TEXT PROVIDED:
┌──

While most dispensaries don’t offer customers the option to consume onsite, the handful that do have smoking lounges have so far had positive experiences with it. One example is Barbary Coast, located in San Francisco.
“When we first opened, we really wanted to establish a good relationships with the neighborhood, the community, and the city,” Barbary Coast’s executive director Jesse Henry tells Jane Street. To prove themselves as “good neighbors,” the team behind Barbary Coast expanded the dispensary’s property to add an onsite consumption lounge.
“Our philosophy is: We want to be a part of this neighborhood, we want to be a part of this community, not only serving the best medicine, but also also saying, ‘hey this is a legitimate business,’ so we want to be an example of what a good business and a good neighbor can be in that neighborhood,” says Henry.
Barbary Coast’s onsite consumption lounge opened this past spring, and has been well received by the surrounding community and customers, alike. “The neighbors are appreciative. It gives patients a clean, safe, comfortable place to medicate that’s out of the streets,” says Henry. “A lot of people who live in federally funded housing can’t medicate as far as smoking in those residences and buildings, so ti gives them a good place to do that.”
Henry estimates that about 30 percent of customers utilize the lounge. While some people don’t have too much time to hang out, the lounge’s 30 to 40 seats get filled on a regular basis, he says. Oftentimes, customers use the lounge for meetings or a quick joint on their lunch break from work.
The lounge itself offers dab rigs, pipes, rolling papers, and other accessories for medicating that customers can use on-site. There’s also smoking section, as well as a separate place to dab and vaporize. “If they don’t have a lot of time, they can come in, buy one hit and leave,” says Henry. “Other patients who have more time, prefer their own thing and can hang out.”

└──

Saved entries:
┌──

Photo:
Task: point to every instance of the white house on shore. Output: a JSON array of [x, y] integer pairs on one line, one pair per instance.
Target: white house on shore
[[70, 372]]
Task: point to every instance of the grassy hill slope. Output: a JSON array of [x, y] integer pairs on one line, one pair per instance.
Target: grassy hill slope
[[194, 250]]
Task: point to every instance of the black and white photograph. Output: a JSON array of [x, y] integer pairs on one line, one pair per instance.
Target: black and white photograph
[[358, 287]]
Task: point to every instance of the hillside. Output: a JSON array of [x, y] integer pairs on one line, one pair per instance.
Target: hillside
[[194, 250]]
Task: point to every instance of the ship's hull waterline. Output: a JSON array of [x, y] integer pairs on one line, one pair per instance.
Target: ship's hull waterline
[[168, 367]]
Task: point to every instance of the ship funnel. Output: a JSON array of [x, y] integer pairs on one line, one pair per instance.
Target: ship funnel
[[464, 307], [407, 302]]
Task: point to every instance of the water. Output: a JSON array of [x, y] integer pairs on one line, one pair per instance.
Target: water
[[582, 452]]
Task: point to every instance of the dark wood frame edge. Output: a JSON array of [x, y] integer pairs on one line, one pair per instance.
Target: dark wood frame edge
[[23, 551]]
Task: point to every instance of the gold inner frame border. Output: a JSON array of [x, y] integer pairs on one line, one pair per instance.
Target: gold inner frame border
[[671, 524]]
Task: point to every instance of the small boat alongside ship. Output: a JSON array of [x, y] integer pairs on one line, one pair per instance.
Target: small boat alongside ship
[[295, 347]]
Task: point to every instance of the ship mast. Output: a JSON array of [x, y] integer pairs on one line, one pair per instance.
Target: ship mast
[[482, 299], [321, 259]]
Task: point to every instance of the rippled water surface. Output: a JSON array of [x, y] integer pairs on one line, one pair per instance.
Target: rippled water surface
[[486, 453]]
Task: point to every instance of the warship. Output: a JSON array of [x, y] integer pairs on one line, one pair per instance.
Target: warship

└──

ACTIVITY 1: Quote the text about Barbary Coast's lounge, beginning at the words "While most dispensaries" and stopping after the words "onsite consumption lounge.".
ACTIVITY 2: List every medicating accessory that the text about Barbary Coast's lounge names as available for customers to use on-site.

EXERCISE RESPONSE 1:
While most dispensaries don’t offer customers the option to consume onsite, the handful that do have smoking lounges have so far had positive experiences with it. One example is Barbary Coast, located in San Francisco.
“When we first opened, we really wanted to establish a good relationships with the neighborhood, the community, and the city,” Barbary Coast’s executive director Jesse Henry tells Jane Street. To prove themselves as “good neighbors,” the team behind Barbary Coast expanded the dispensary’s property to add an onsite consumption lounge.

EXERCISE RESPONSE 2: Dab rigs, pipes, rolling papers